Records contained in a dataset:
━━━━━━

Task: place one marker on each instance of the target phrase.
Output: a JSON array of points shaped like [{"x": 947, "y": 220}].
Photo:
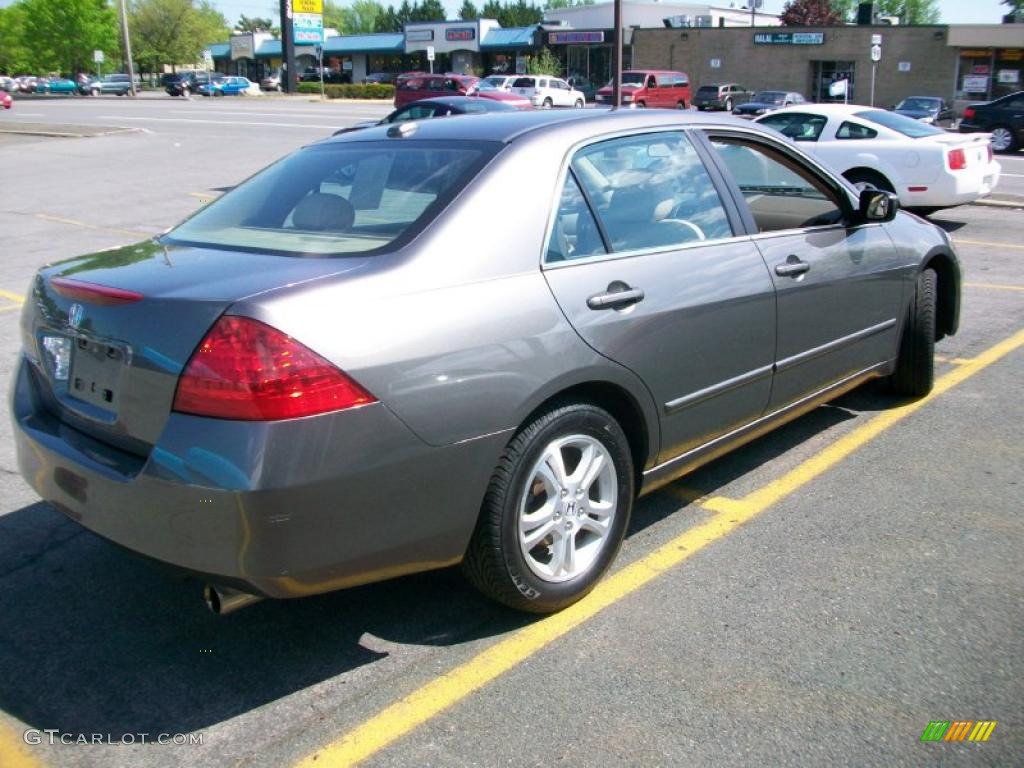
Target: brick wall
[{"x": 757, "y": 67}]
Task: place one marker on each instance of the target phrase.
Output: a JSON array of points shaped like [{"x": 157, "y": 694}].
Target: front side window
[
  {"x": 337, "y": 198},
  {"x": 796, "y": 125},
  {"x": 651, "y": 190},
  {"x": 780, "y": 193}
]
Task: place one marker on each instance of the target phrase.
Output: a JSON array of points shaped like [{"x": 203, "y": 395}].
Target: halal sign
[{"x": 460, "y": 33}]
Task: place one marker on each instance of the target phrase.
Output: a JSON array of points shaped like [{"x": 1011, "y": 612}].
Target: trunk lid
[{"x": 109, "y": 367}]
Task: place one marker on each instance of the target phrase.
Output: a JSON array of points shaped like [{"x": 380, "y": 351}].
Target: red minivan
[
  {"x": 417, "y": 85},
  {"x": 651, "y": 88}
]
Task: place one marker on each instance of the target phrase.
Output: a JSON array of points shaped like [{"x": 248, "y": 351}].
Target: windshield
[
  {"x": 906, "y": 126},
  {"x": 337, "y": 198},
  {"x": 919, "y": 104}
]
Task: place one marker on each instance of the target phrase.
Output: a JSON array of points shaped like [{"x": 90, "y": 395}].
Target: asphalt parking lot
[{"x": 815, "y": 598}]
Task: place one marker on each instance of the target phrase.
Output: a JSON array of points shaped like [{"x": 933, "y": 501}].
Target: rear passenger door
[
  {"x": 839, "y": 286},
  {"x": 643, "y": 260}
]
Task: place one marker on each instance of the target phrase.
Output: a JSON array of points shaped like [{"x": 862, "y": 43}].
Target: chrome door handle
[
  {"x": 792, "y": 267},
  {"x": 617, "y": 296}
]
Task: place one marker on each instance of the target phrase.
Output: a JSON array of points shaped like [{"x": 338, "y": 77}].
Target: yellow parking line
[
  {"x": 87, "y": 225},
  {"x": 994, "y": 286},
  {"x": 13, "y": 752},
  {"x": 1012, "y": 246},
  {"x": 427, "y": 701}
]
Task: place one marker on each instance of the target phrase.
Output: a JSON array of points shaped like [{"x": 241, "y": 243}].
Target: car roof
[{"x": 508, "y": 126}]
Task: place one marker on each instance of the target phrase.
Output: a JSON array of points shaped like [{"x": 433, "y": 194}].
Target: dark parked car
[
  {"x": 119, "y": 85},
  {"x": 364, "y": 361},
  {"x": 442, "y": 107},
  {"x": 931, "y": 110},
  {"x": 183, "y": 83},
  {"x": 720, "y": 96},
  {"x": 414, "y": 86},
  {"x": 765, "y": 101},
  {"x": 1004, "y": 118}
]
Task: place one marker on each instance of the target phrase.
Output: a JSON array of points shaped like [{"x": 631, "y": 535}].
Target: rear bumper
[{"x": 282, "y": 509}]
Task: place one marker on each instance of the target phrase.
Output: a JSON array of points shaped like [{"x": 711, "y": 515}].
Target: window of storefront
[{"x": 823, "y": 74}]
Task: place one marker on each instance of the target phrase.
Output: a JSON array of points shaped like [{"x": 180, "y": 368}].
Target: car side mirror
[{"x": 877, "y": 205}]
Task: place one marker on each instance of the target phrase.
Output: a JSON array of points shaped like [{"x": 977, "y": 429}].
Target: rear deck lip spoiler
[{"x": 92, "y": 293}]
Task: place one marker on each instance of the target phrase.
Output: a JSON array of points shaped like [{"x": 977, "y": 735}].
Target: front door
[
  {"x": 840, "y": 288},
  {"x": 643, "y": 261}
]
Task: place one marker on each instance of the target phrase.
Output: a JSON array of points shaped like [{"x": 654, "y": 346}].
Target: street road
[{"x": 815, "y": 598}]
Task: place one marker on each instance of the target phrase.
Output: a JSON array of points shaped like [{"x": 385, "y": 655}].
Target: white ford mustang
[{"x": 927, "y": 167}]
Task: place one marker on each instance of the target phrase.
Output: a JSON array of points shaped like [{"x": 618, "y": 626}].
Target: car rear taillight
[
  {"x": 956, "y": 160},
  {"x": 248, "y": 371}
]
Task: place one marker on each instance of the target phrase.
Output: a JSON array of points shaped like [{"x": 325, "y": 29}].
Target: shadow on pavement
[{"x": 97, "y": 640}]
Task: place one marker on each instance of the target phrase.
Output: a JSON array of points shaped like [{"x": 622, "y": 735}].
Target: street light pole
[
  {"x": 616, "y": 65},
  {"x": 127, "y": 43}
]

━━━━━━

> [PROBLEM STATEMENT]:
Every entry above is to be set down exactly; the pictures are to be left out.

> [FINAL ANSWER]:
Task: place one marker on each instance of the target phrase.
Output: a JSON array of points shaped like [{"x": 947, "y": 220}].
Photo:
Target: brick wall
[{"x": 757, "y": 67}]
Task: place one marker on each instance of the target phrase.
Output: a JSON array of points shaped like [{"x": 157, "y": 694}].
Target: front side window
[
  {"x": 337, "y": 198},
  {"x": 796, "y": 125},
  {"x": 651, "y": 190},
  {"x": 780, "y": 193}
]
Task: place one marker on each instance of the target phrase.
Output: a JSON array of points shaped like [{"x": 203, "y": 395}].
Target: halal sign
[{"x": 460, "y": 33}]
Task: place one marker on each instance of the target phrase.
Output: a JSON array of points shaped like [{"x": 1011, "y": 612}].
Target: trunk lid
[{"x": 109, "y": 367}]
Task: place one marker on each instance of the target phrase.
Output: a JSON array of points shaped like [{"x": 380, "y": 351}].
Target: red minivan
[
  {"x": 417, "y": 85},
  {"x": 651, "y": 88}
]
Task: place one marker on each instance of the target phrase.
Output: a JSON array of points shaped like [{"x": 248, "y": 351}].
Target: windshield
[
  {"x": 906, "y": 126},
  {"x": 337, "y": 198},
  {"x": 919, "y": 104}
]
Task: place one marker on each instance of the target phrase.
Output: a JSON array of points shaped like [{"x": 90, "y": 395}].
Target: asphalt parking lot
[{"x": 815, "y": 598}]
Task: place one marker on each instance of the target phrase.
Output: a JSON array of points shaped like [{"x": 933, "y": 501}].
Target: rear passenger door
[
  {"x": 839, "y": 286},
  {"x": 643, "y": 260}
]
Task: place one marker on each instance of the target phrase.
Output: a JSON array of points shaped like [{"x": 862, "y": 43}].
Target: chrome door handle
[
  {"x": 792, "y": 267},
  {"x": 617, "y": 296}
]
Task: place one marker on each instance of the target phrase.
Output: a JSON array of points shaped like [{"x": 338, "y": 77}].
Target: yellow parking line
[
  {"x": 87, "y": 225},
  {"x": 994, "y": 286},
  {"x": 13, "y": 752},
  {"x": 1012, "y": 246},
  {"x": 427, "y": 701}
]
Task: place one marker on each instance of the target phrase.
Output: a JSON array of points shaped like [{"x": 241, "y": 243}].
Target: car roof
[{"x": 508, "y": 126}]
Task: place one marker on each instance of the target phrase.
Output: a JSON array of points shaped like [{"x": 433, "y": 194}].
Target: dark parked car
[
  {"x": 119, "y": 85},
  {"x": 364, "y": 361},
  {"x": 442, "y": 107},
  {"x": 931, "y": 110},
  {"x": 183, "y": 83},
  {"x": 720, "y": 96},
  {"x": 414, "y": 86},
  {"x": 765, "y": 101},
  {"x": 1004, "y": 118}
]
Task: place one marker on each instance of the target phrase.
Output: a JSON array of points shaped like [{"x": 631, "y": 535}].
Target: rear bumper
[{"x": 282, "y": 509}]
Task: place one marker on each instance of the target phrase.
Output: a JSON array of points shaped like [{"x": 711, "y": 515}].
Target: window of storefront
[{"x": 823, "y": 74}]
Task: place one marker on each instance of the target phrase.
Output: a JSON array of points shaped like [{"x": 180, "y": 368}].
Target: car side mirror
[{"x": 877, "y": 205}]
Task: place one marker on each instance of the target phrase.
Output: a JSON array of points shaped like [{"x": 977, "y": 429}].
Target: rear deck lip spoiler
[{"x": 92, "y": 293}]
Task: place one marker on each instance of the target phrase.
Output: a JSON array of points shaped like [{"x": 977, "y": 735}].
Target: front door
[
  {"x": 840, "y": 288},
  {"x": 643, "y": 261}
]
Task: place one marker on each instance of the target phrase.
Output: a JSON array of points shaped like [{"x": 654, "y": 346}].
Target: street road
[{"x": 815, "y": 598}]
Task: place one marker on each instance of the target phrase.
Output: a JSON array of points shaped like [{"x": 385, "y": 655}].
Target: white ford mustang
[{"x": 927, "y": 167}]
Task: place one marker on each instance of the target phrase.
Output: a JSON array of points shaped like [{"x": 618, "y": 626}].
Target: car rear taillight
[
  {"x": 956, "y": 160},
  {"x": 248, "y": 371}
]
Task: place one marker on each instance of the target phrase.
Output: a JSON array of points shaped like [{"x": 325, "y": 29}].
Target: shadow on pavement
[{"x": 97, "y": 640}]
Task: place one marker on each instance of the target phrase.
Output: a JSON array of points shaped like [{"x": 622, "y": 735}].
Target: street light pole
[
  {"x": 616, "y": 65},
  {"x": 127, "y": 43}
]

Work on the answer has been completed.